What you should do ->
Begin at the line of the listing that has "Exercise. Point to the white", stop at the end of the listing, and write those lines out again, requests included, increasing every number in the pixel coordinates by 116. Leave the pictures out.

----

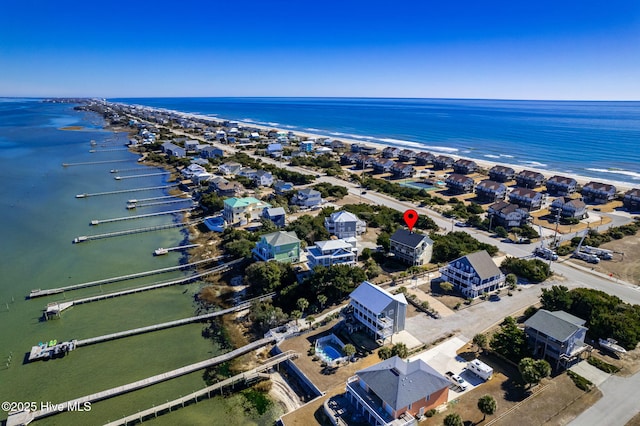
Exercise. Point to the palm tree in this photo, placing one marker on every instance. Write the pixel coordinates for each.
(487, 405)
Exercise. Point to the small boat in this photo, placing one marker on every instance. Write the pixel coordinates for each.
(160, 251)
(611, 345)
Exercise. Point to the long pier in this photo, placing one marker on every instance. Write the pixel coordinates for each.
(122, 191)
(25, 417)
(197, 395)
(141, 175)
(84, 238)
(141, 330)
(55, 308)
(40, 293)
(89, 163)
(96, 222)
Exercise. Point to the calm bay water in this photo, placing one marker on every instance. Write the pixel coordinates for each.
(594, 139)
(40, 216)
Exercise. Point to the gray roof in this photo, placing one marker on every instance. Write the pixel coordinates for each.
(559, 325)
(482, 263)
(410, 239)
(400, 383)
(374, 297)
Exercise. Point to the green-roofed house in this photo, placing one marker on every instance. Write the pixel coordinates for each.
(236, 209)
(280, 246)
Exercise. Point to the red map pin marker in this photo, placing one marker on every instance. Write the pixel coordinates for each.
(410, 218)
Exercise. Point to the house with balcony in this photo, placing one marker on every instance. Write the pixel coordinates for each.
(390, 152)
(529, 179)
(442, 162)
(557, 337)
(526, 198)
(598, 193)
(501, 173)
(459, 184)
(424, 158)
(631, 200)
(464, 167)
(406, 155)
(332, 252)
(237, 210)
(491, 191)
(380, 312)
(307, 198)
(402, 170)
(280, 246)
(568, 208)
(474, 274)
(561, 185)
(507, 215)
(411, 248)
(395, 392)
(343, 224)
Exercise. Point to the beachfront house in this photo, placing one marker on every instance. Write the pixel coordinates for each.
(332, 252)
(473, 274)
(242, 210)
(459, 184)
(406, 155)
(561, 185)
(598, 193)
(402, 170)
(500, 173)
(442, 162)
(557, 337)
(464, 167)
(491, 191)
(506, 215)
(390, 152)
(280, 246)
(526, 198)
(568, 208)
(307, 198)
(529, 179)
(394, 392)
(276, 215)
(411, 248)
(380, 312)
(424, 158)
(631, 200)
(343, 224)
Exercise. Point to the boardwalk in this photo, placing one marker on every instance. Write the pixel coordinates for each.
(40, 293)
(27, 417)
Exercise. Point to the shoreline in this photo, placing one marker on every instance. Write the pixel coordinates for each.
(621, 186)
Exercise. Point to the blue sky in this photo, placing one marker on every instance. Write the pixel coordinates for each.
(560, 49)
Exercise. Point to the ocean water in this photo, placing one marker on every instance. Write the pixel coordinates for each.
(598, 140)
(39, 217)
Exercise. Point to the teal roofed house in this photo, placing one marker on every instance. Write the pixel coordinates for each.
(243, 209)
(280, 246)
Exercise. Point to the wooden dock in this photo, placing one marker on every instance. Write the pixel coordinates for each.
(26, 417)
(255, 373)
(48, 292)
(96, 222)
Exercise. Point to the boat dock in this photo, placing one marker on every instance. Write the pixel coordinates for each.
(161, 250)
(84, 238)
(26, 417)
(96, 222)
(122, 191)
(247, 376)
(90, 163)
(55, 308)
(141, 175)
(40, 293)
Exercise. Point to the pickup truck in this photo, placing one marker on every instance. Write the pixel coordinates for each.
(457, 380)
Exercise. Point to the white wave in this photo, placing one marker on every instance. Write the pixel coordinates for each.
(633, 175)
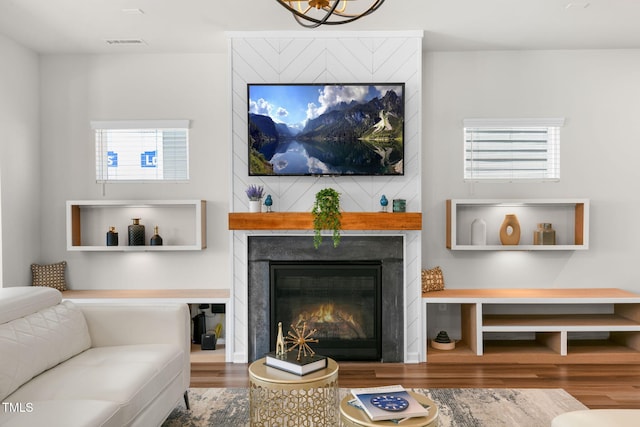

----

Response ->
Exercise. Point to the white wave in this photo, placing one marker on every instance. Write the pixel coordinates for each.
(749, 291)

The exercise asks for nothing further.